» EXERCISE OBJECTIVE
Each entry must appear again exactly as it does in the source.

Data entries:
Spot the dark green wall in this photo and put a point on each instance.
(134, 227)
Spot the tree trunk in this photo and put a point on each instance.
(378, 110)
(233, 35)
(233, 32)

» TASK SOLUTION
Spot the dark green wall in this photo and put a point on each instance.
(134, 227)
Spot the tree trunk in this photo and put a point on each instance.
(378, 110)
(233, 35)
(233, 32)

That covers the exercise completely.